◆ PASSAGE:
A: I guess I’m an old fashioned girl. My first three books were published in the dark ages – before the internet. I know that self-publishing gives the author more freedom, but I don’t want the freedom to search for a good editor or a great cover artist or a marketing team. I prefer to spend my time writing. As it is, I’ll never have enough time to write all the stories in my head.

Q: What are you doing to promote your work and which strategies have been the most successful for you?

A: I promote my work on social media platforms and I have a website. I was one of the authors blogging on Killer Characters for a couple of years. I hold giveaways of my books and I’ve done some book fairs. I also like to cross promote with other cozy authors. It’s hard to determine what method has been the most successful, but I think book fairs have been the least.

Q: What is one question you hear too often in interviews? And a question that you wish someone would ask?

A: “Why did you start writing?” It’s part of every interview. One I’d like to be asked, “What other forms of writing have you tried?” A: I’ve written poetry all my life, but I’ve never tried to have it published. I wrote a stage play, because I needed to get the subject out of my head. It sits in my filing cabinet. I’ve written a few screenplays, the most recent of which I’m going to try to market. Years ago I tried my hand at an original sitcom and was thrilled to get a note back from Norman Lear saying it wasn’t right for them at the time, but to please send along anything else I write. I never pursued it, because selling to Hollywood without previous credits is as tough as it gets. But then I forgot my own advice and I wrote an episode for Star Trek: Next Generation. Hope is a great and awful thing. I found a west coast agent to represent me. She told me there was interest and then fell off the face of the earth – drug problem from what I heard. Writing for any ongoing series is just about impossible. They have show runners and a staff of writers from the get-go. Unfortunately the ideas in my head present themselves in many forms and refuse to learn what is and isn’t possible.

◆ GIVEN ENTRIES:
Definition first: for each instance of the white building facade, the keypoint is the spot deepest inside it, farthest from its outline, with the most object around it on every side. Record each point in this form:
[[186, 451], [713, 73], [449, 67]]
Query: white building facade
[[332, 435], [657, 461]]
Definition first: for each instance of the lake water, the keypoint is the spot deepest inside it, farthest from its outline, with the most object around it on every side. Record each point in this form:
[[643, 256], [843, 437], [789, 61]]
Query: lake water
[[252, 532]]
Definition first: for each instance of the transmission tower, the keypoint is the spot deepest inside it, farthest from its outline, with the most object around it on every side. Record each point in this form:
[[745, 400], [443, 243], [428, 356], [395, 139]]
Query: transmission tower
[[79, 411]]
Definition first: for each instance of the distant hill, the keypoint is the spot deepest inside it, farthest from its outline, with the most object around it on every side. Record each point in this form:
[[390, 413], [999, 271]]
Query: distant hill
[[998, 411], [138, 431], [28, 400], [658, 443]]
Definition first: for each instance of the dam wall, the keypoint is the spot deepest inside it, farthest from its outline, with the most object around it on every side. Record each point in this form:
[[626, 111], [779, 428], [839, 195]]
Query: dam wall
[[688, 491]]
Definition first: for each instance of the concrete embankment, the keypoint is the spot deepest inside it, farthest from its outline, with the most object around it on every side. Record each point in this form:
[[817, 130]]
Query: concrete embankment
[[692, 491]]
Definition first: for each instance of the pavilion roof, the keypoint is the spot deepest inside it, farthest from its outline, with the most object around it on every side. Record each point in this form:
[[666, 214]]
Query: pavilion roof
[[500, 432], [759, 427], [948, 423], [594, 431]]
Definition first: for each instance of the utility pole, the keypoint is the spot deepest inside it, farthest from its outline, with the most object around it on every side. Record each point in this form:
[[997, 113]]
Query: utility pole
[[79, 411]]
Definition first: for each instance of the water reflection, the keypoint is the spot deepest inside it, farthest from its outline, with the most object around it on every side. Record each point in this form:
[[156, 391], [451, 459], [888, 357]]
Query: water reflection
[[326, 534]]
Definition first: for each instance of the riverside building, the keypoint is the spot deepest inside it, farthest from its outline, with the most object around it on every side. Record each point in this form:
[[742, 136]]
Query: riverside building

◆ LIST OF TASKS:
**A.** In the author interview, why doesn't the author want the freedom that self-publishing offers? Answer in one to three sentences.
**B.** How would you translate this sentence from the author interview into Spanish: "As it is, I’ll never have enough time to write all the stories in my head."
**C.** In the author interview, which way of promoting her work does the author think has been the least successful?
The entries aren't needed for any of these tasks.

◆ SOLUTION LIST:
**A.** She doesn't want to spend her time searching for a good editor, a great cover artist or a marketing team. She would rather spend that time writing, since she'll never have enough time to write all the stories in her head.

**B.** Tal como están las cosas, nunca tendré suficiente tiempo para escribir todas las historias que tengo en la cabeza.

**C.** Book fairs.